● **WHAT YOU WILL DO**
Find the line in the entries below that contains "Note: annotate every instance of the flower center". Repeat it exactly, and every line after it through the line that contains "Note: annotate every instance of the pink-tinged".

::: INPUT MATERIAL :::

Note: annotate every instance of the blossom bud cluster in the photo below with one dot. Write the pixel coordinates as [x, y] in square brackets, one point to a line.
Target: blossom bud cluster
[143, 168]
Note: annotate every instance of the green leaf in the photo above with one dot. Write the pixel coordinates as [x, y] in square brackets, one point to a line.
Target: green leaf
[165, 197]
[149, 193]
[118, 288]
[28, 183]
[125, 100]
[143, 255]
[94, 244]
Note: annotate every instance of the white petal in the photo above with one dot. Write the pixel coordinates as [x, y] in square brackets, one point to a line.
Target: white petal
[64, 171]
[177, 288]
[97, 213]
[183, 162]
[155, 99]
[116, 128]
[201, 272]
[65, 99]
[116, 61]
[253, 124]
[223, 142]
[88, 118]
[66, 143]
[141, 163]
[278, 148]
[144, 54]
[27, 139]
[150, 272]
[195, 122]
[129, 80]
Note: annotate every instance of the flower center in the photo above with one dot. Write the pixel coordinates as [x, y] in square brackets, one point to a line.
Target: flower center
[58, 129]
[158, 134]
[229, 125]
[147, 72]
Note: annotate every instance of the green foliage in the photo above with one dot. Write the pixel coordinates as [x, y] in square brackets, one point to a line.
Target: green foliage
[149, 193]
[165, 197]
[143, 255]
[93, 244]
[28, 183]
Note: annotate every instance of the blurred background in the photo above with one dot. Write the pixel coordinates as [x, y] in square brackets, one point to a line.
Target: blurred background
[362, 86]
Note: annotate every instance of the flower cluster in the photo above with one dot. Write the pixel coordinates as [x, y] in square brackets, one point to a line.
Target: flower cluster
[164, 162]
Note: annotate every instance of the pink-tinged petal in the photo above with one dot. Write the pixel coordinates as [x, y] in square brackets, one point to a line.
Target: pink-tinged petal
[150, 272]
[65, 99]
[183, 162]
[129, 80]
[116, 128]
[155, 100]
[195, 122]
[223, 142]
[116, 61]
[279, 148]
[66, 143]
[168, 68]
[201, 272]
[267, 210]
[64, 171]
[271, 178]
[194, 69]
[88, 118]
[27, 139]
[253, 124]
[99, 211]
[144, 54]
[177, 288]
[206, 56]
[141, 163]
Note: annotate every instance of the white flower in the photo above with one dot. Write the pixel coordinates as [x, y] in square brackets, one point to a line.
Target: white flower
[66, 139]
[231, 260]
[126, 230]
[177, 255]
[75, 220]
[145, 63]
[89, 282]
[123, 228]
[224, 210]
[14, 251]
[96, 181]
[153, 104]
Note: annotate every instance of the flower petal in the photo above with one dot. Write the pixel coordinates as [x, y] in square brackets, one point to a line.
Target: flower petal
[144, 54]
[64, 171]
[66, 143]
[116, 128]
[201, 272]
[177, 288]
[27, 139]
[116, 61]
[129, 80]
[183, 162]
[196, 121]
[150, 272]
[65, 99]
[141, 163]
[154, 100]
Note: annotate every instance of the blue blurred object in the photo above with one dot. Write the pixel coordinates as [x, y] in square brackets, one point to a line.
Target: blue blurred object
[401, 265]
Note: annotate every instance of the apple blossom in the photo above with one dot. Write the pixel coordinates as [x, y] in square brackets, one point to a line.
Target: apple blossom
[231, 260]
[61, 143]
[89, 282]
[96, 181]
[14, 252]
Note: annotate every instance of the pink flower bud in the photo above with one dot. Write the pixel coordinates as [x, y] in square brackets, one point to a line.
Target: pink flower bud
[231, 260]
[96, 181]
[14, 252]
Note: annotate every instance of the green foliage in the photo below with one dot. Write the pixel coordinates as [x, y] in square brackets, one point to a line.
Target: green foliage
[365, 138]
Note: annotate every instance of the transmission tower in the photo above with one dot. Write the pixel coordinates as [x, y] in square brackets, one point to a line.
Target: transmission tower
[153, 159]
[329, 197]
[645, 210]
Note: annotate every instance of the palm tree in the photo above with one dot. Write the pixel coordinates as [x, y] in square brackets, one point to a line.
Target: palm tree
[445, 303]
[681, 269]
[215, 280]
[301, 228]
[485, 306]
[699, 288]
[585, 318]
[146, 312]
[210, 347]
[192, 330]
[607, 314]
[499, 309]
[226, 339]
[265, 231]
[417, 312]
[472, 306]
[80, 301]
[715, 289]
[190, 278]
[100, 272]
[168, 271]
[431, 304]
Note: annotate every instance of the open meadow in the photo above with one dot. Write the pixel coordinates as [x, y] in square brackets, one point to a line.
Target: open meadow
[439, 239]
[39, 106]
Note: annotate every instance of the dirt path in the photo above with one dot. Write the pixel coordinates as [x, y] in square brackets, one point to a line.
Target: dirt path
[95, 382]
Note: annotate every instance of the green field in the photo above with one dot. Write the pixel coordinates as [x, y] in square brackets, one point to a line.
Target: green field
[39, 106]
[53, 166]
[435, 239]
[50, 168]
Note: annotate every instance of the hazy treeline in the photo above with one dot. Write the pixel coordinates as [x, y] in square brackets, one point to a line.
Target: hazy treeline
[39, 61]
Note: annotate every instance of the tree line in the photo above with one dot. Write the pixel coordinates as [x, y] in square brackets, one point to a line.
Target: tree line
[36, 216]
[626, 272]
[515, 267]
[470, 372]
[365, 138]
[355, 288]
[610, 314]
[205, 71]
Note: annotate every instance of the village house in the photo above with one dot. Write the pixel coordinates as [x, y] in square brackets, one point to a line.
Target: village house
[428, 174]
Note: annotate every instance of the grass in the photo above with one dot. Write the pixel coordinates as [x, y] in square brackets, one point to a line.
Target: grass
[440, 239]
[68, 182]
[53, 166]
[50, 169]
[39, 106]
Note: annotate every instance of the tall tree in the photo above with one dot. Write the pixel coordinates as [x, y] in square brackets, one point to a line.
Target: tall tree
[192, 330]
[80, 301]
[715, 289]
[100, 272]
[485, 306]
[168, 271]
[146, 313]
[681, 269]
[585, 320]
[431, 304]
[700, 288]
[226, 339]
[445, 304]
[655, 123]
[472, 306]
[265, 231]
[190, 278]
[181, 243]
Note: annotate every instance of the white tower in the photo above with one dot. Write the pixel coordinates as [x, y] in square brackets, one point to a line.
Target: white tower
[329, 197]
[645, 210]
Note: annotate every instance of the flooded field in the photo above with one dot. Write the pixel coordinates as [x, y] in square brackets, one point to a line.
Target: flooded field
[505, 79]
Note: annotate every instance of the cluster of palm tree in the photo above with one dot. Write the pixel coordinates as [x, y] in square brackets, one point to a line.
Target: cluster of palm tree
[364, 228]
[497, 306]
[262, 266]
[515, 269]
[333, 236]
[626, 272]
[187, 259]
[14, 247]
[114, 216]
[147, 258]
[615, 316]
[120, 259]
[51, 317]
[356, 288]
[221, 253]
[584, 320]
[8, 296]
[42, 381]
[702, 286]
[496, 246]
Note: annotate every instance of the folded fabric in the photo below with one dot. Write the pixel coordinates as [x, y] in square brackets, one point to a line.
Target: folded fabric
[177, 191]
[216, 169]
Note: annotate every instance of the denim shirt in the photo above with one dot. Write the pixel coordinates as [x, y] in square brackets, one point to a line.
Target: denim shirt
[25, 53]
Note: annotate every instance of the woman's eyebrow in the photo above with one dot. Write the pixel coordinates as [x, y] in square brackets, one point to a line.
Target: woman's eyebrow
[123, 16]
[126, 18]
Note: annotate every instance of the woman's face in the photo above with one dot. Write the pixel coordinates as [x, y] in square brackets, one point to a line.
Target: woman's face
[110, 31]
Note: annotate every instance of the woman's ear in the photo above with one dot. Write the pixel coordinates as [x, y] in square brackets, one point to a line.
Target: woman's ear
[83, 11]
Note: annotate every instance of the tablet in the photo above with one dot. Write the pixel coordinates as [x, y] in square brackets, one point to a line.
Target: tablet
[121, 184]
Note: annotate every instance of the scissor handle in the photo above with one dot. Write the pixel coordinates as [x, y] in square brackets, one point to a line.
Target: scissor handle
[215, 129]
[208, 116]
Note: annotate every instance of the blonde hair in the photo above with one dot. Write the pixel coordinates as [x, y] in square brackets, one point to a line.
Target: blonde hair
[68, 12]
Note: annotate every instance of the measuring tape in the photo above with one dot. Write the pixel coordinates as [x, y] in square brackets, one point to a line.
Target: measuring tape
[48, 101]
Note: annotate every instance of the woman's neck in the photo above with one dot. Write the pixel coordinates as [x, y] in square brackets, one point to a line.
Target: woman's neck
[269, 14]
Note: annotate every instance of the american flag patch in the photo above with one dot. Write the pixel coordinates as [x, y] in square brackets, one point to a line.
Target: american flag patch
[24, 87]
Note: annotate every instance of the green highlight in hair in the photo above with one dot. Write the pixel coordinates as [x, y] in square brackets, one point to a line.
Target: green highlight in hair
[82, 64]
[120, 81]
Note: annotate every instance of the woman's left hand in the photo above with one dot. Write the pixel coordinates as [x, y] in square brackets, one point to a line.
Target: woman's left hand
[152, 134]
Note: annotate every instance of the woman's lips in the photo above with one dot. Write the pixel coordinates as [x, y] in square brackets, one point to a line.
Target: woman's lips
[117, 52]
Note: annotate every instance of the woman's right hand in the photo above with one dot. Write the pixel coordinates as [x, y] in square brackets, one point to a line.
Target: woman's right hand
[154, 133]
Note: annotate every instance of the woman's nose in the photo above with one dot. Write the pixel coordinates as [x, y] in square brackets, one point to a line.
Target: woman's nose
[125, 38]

:::

● **ANSWER TO THIS EXERCISE**
Note: annotate every instance of the flower center in the photo above with one dot. Write the pixel coordinates as [x, y] in square brackets, one point to a line.
Target: flower center
[58, 129]
[158, 134]
[229, 125]
[147, 72]
Note: annotate every instance of the green foliage in the photo above with one dot. Write the pixel coordinates as [x, y] in square brackets, one point to a line.
Target: green foliage
[149, 193]
[165, 197]
[143, 255]
[93, 244]
[28, 183]
Note: annotate every instance of the blurred background in the photo above with one dot. Write the pixel coordinates as [x, y] in square brackets, one point to a line.
Target: blurred background
[362, 86]
Note: annotate every instance of the flower cluster in the photo above with one dot. Write the pixel coordinates as [x, y] in square brackets, one point to a line.
Target: flower cluster
[164, 162]
Note: annotate every instance of the pink-tinged petal in the photo above with one dot. Write the pixel coordinates as [x, y] in square brackets, one point to a line.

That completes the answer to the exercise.